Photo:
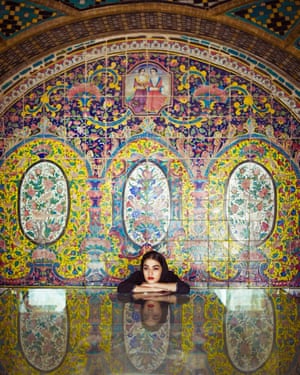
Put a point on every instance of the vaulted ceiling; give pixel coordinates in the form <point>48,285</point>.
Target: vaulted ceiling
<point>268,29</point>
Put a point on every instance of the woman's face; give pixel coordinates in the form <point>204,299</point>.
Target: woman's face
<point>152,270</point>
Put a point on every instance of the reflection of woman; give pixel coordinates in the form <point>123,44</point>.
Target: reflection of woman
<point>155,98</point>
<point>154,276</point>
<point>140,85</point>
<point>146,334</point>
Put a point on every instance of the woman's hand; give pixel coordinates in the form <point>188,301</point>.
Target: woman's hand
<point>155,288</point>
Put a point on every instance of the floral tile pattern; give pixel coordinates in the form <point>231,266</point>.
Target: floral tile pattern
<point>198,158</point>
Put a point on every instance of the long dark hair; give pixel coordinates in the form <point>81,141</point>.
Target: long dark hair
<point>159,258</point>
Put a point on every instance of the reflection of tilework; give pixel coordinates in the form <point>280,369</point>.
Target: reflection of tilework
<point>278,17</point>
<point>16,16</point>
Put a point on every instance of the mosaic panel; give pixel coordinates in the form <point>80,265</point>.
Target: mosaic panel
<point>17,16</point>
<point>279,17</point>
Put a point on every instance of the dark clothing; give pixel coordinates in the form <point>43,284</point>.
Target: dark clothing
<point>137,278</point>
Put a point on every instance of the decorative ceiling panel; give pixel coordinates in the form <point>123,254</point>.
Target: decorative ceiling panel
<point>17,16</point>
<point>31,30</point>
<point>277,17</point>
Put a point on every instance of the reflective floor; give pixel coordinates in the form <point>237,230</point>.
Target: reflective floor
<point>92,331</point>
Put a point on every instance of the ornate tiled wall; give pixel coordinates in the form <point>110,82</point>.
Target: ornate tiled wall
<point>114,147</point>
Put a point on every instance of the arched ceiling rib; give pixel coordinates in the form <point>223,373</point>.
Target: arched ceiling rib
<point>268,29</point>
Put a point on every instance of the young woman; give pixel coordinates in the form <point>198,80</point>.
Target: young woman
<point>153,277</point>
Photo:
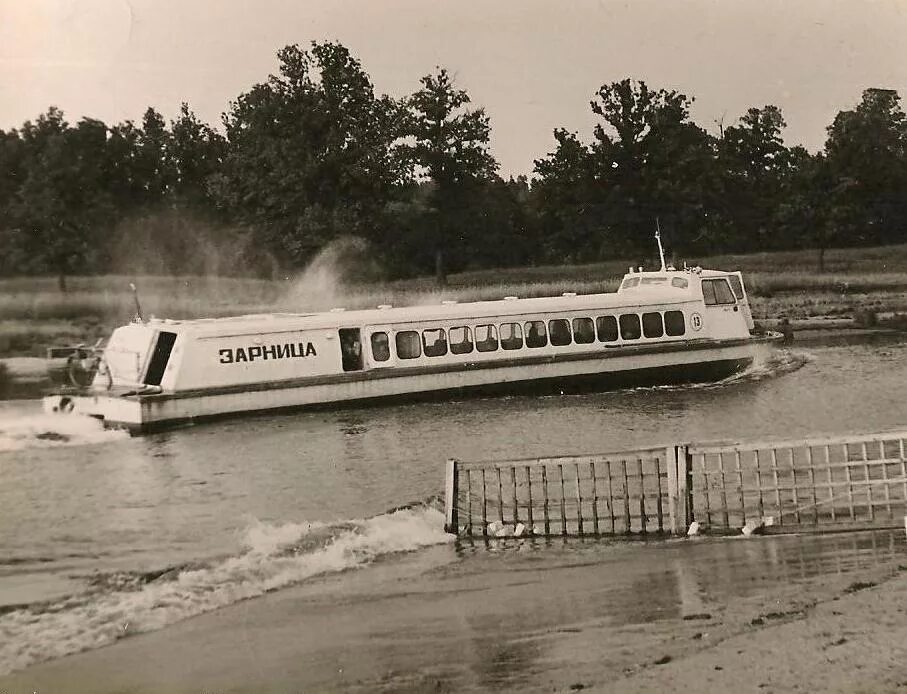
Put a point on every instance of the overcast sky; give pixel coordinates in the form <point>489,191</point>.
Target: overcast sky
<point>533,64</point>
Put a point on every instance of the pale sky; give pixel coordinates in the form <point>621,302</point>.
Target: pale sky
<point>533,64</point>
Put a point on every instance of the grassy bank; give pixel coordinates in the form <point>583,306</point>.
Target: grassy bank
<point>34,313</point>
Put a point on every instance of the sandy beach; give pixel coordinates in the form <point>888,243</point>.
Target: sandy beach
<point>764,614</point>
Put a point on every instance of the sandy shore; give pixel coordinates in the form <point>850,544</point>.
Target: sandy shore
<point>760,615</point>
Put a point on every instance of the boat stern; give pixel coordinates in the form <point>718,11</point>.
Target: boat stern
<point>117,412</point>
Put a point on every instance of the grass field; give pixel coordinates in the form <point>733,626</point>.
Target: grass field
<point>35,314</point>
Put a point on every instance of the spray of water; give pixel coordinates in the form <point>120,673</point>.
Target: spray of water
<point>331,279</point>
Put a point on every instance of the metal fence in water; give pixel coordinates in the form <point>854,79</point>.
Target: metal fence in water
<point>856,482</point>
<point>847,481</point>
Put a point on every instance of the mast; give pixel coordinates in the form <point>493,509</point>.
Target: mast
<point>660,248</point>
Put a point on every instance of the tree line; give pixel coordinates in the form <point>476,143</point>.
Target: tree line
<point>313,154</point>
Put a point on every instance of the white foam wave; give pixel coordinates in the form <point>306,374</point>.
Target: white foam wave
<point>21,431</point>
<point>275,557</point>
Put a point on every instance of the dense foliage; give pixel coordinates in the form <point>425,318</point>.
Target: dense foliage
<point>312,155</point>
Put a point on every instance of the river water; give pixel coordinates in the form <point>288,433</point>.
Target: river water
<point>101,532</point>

┄┄┄┄┄┄┄┄┄┄┄┄┄┄┄┄┄┄┄┄

§ What to work on
Can you print all of the data above again, word for word, leaving out the pictures?

§ Result of the exercise
Photo:
Put a point on every instance of the vaulted ceiling; give pixel coordinates in the form <point>48,285</point>.
Target: vaulted ceiling
<point>268,29</point>
Put a point on every instance of the woman's face; give pixel coordinates in the form <point>204,299</point>.
Target: woman's face
<point>152,270</point>
Put a point on every instance of the reflection of woman; give pixel coordinates in the form <point>123,44</point>.
Target: reflection of woman
<point>155,98</point>
<point>154,276</point>
<point>140,85</point>
<point>146,334</point>
Put a point on every instance of the woman's hand; give pixel coordinates in the form <point>188,301</point>.
Target: woman's hand
<point>155,288</point>
Put a point on every instance of the floral tile pattern; give pixel coordinates in the form <point>231,266</point>.
Target: floral tile pattern
<point>198,158</point>
Put a point on every instance of the long dark hair; give pixel coordinates in the form <point>81,141</point>.
Target: long dark hair
<point>159,258</point>
Put a point on every instance of the reflection of tilework; give pixel coordinates in the form <point>280,369</point>.
Target: reflection of tilework
<point>278,17</point>
<point>16,16</point>
Put a point on every instance of the mosaic panel; give pixel coordinates in the form <point>80,265</point>.
Target: mosaic panel
<point>17,16</point>
<point>279,17</point>
Put a point on every instance of the dark clothing; give pixel coordinates in the form <point>43,284</point>.
Target: dark clothing
<point>137,278</point>
Put a point on every instance of the decorative ceiling panel; give pixel coordinates in the form <point>123,254</point>.
Target: decorative ceiling panel
<point>17,16</point>
<point>31,30</point>
<point>277,17</point>
Put a point on every instance of the reflective floor; give pixel coordinates in the form <point>237,230</point>.
Target: reflective floor
<point>92,331</point>
Put a point on every instance of the ornate tiled wall; give pixel coordinates in the form <point>110,82</point>.
Target: ornate tiled wall
<point>114,147</point>
Put a point on every instance of the arched ceiling rib; give pixel coordinates in the form <point>223,373</point>.
Target: arched ceiling rib
<point>268,29</point>
Put a point on every instance of the young woman; give pixel coordinates in the form <point>198,80</point>.
Target: young woman
<point>153,277</point>
Photo:
Put a point on every instance of the overcast sky; give pixel coordinates in the form <point>489,191</point>.
Target: overcast sky
<point>533,64</point>
Put a point on every instance of the pale sky; give pixel coordinates in the form <point>621,302</point>.
Target: pale sky
<point>533,64</point>
Put a point on every instance of the grassy bank; give pixel coordinates in the form <point>583,306</point>.
Target: grassy bank
<point>34,313</point>
Put a point on every instance of the sandy beach; give pixel coordinates in the form <point>888,243</point>.
Target: sandy beach
<point>764,614</point>
Put a point on every instance of the sandy shore; give pixel coordinates in the form <point>850,544</point>.
Target: sandy shore
<point>760,615</point>
Put a point on every instance of the boat stern; give pixel coordinates in the form <point>718,11</point>.
Target: boat stern
<point>117,412</point>
Put a point on every instance of the grass field; give pixel coordinates in the form <point>733,626</point>.
Target: grass field
<point>35,314</point>
Put a point on every instance of the spray of water; give pixel coordinates in the form <point>120,673</point>.
Target: spray of water
<point>331,279</point>
Put a point on every instance of the metal fence in water; give pixel coordinates in the form <point>854,79</point>.
Target: metal fence in water
<point>856,482</point>
<point>847,481</point>
Put a point on every instance of the mast; give pixel coordinates in the form <point>493,509</point>.
Target: mast
<point>660,248</point>
Put a point on every instance of the tree line; give pixel coordinates in the form <point>476,143</point>.
Target: tree line
<point>313,154</point>
Put a point on every instance of the white foam wave; give pixel coordinates in the form <point>306,374</point>.
Target: white foam wave
<point>21,431</point>
<point>275,557</point>
Put a point on every instance of the dense foliage; give pixel coordinates in the form <point>425,318</point>.
Target: dense foliage
<point>312,155</point>
Put a point on every instance of the river water; give pixel coordinates in the form <point>288,433</point>.
Target: river water
<point>101,532</point>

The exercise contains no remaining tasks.